§ **JOB**
Identify each row below that contains the word "wooden", and copy every one of those rows in full.

** START **

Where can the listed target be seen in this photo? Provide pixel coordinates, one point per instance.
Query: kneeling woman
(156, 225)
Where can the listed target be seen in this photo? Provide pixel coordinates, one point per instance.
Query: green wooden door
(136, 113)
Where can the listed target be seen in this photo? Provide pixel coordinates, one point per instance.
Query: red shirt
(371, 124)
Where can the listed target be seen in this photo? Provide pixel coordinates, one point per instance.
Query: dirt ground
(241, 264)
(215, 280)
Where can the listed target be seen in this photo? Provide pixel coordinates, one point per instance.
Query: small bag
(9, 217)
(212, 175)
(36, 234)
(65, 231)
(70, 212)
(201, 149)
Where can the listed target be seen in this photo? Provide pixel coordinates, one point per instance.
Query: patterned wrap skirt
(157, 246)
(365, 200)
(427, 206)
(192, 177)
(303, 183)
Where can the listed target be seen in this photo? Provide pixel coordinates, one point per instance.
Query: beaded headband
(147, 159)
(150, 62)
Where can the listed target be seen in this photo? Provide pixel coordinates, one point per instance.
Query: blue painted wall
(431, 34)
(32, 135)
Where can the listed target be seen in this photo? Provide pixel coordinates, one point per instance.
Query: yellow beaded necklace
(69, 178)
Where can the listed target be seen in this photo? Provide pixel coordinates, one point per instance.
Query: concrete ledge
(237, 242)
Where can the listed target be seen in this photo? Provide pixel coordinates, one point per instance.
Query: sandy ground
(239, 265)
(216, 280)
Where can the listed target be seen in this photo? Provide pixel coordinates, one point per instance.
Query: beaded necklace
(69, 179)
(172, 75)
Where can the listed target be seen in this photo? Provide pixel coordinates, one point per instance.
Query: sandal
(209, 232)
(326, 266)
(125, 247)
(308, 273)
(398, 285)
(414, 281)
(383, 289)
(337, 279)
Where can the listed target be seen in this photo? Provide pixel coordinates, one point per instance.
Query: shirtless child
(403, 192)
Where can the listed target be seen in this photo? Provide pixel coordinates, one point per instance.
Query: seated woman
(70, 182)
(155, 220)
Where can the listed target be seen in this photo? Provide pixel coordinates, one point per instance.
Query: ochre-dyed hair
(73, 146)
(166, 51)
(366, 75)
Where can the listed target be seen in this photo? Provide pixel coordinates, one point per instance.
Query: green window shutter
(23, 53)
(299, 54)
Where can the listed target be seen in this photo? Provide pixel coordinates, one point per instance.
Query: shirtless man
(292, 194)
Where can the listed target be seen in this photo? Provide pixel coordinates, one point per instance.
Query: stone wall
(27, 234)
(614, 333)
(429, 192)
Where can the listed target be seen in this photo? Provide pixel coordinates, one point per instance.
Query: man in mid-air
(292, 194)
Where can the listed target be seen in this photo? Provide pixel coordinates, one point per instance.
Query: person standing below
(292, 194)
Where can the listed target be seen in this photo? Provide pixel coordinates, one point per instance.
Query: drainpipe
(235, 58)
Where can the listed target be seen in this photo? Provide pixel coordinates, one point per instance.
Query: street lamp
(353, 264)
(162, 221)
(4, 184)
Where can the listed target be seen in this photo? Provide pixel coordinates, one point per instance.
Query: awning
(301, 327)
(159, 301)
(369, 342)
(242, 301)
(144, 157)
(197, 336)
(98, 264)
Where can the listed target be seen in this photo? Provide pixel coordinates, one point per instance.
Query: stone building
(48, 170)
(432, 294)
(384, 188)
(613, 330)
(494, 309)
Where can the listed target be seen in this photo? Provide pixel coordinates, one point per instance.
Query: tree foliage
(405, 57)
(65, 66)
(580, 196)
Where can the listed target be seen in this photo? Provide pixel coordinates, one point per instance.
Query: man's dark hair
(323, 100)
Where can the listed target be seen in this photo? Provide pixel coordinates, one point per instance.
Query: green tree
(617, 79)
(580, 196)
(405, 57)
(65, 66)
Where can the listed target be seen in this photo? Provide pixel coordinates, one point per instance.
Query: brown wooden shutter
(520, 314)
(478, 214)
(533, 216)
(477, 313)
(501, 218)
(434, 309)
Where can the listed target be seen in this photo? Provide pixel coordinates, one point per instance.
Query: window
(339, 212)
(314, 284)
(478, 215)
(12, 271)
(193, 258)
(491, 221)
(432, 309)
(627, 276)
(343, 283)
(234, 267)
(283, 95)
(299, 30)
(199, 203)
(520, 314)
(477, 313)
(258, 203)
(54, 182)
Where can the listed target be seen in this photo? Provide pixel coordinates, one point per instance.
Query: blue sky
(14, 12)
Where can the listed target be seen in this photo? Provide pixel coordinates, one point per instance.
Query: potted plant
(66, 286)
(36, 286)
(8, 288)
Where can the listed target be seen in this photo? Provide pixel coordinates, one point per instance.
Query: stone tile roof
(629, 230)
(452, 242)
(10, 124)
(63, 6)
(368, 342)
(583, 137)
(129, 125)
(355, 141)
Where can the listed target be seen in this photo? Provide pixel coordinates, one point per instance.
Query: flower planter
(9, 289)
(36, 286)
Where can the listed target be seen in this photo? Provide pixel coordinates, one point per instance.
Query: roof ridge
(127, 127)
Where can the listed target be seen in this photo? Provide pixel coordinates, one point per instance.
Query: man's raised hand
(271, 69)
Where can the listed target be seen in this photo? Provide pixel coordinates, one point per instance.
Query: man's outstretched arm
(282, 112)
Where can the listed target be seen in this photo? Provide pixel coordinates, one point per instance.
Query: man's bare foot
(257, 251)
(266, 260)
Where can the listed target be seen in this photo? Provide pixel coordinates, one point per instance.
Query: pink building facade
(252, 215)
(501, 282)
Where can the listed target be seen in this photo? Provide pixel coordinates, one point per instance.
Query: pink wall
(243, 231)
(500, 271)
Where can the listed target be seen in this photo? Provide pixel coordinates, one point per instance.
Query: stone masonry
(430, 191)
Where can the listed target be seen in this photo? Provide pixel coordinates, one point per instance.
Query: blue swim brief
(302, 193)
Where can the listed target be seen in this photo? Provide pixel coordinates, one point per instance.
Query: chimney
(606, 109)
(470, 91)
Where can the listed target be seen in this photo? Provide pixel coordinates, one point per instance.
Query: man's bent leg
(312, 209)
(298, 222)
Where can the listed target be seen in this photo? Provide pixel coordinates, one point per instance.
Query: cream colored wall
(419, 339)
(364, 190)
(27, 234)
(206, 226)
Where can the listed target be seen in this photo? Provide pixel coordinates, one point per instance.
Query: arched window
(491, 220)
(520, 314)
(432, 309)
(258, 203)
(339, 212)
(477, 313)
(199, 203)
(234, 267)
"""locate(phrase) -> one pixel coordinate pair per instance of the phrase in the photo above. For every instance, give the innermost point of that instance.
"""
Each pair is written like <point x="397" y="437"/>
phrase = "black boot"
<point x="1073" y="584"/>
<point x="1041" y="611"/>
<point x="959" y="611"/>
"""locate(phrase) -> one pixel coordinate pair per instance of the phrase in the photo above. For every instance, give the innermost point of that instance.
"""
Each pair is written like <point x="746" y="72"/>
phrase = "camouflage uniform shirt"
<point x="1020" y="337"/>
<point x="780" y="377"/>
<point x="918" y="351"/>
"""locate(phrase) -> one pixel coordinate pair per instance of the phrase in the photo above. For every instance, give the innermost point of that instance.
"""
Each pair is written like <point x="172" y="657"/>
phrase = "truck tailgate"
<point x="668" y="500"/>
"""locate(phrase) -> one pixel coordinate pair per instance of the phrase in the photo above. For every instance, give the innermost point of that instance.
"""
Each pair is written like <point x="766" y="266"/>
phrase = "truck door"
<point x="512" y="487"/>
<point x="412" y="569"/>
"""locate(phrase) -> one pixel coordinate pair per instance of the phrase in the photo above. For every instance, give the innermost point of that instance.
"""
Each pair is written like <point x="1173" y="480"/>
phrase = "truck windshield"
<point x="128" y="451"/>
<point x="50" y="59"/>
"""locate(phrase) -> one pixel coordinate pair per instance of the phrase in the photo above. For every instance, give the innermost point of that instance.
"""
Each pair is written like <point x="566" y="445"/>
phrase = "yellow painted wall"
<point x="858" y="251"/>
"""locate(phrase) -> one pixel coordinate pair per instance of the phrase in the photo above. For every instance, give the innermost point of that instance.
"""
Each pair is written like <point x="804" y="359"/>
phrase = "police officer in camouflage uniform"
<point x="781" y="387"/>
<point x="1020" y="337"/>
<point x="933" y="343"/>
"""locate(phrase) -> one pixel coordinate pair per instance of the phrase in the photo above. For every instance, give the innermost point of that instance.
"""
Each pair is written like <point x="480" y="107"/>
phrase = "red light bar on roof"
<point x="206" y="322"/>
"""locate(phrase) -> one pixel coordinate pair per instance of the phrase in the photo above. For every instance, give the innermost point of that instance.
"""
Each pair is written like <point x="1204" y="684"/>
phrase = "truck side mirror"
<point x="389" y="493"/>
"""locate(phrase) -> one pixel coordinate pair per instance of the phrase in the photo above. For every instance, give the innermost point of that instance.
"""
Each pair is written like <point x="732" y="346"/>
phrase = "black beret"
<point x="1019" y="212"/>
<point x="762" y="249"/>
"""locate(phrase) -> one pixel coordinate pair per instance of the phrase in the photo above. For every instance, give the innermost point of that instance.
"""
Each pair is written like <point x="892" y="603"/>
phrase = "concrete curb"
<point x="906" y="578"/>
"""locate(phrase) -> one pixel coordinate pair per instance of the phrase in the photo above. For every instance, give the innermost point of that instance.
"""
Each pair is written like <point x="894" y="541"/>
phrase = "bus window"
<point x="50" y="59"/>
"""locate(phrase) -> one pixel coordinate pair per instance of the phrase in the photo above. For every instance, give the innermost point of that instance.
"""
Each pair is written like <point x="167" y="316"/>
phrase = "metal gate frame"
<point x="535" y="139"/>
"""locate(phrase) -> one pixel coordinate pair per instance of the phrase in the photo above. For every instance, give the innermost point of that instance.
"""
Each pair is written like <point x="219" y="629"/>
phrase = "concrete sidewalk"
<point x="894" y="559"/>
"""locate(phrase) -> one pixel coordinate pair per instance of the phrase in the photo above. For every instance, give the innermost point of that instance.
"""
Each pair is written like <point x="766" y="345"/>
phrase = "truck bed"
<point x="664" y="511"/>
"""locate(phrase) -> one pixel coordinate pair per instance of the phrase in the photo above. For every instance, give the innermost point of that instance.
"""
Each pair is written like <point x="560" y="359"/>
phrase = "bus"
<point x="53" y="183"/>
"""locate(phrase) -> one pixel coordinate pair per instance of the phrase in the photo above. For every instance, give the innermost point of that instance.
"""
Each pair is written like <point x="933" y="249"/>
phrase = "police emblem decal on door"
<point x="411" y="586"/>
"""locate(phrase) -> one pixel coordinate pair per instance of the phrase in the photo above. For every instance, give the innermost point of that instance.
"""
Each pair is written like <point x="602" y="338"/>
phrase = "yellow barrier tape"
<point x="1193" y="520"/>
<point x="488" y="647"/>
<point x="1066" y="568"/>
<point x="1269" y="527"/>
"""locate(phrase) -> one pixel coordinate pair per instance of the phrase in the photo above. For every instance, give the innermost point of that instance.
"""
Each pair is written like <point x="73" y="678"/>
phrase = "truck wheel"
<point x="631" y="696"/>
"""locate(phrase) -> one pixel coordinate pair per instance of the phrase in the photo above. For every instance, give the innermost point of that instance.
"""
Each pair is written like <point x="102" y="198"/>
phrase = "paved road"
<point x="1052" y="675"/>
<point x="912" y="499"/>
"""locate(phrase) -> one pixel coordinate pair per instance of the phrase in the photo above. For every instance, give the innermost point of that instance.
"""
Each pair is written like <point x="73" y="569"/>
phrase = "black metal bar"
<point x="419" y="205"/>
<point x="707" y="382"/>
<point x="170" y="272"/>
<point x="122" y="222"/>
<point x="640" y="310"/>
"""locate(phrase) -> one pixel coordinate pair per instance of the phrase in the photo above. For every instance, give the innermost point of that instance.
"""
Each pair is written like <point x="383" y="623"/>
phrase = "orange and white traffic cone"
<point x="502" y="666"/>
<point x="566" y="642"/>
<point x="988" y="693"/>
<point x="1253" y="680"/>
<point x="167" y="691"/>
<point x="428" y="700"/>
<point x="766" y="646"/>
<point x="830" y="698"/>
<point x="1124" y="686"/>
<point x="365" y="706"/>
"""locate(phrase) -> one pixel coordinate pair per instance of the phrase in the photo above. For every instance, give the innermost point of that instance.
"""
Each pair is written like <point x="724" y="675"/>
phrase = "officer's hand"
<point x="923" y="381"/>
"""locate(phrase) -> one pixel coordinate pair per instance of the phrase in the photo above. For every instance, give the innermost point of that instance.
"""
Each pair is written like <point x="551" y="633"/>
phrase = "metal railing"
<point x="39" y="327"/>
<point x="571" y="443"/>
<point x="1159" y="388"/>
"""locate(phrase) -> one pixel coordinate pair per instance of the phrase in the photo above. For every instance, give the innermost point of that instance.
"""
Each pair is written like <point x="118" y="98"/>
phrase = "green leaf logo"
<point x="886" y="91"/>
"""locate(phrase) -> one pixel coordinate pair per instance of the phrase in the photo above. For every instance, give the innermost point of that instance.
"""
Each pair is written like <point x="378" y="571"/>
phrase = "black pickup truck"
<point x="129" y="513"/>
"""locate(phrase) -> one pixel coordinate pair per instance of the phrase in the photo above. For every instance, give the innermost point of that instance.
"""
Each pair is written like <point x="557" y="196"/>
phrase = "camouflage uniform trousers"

** END **

§ **ANSWER TO THIS TASK**
Query: green wooden door
Query: brown wooden shutter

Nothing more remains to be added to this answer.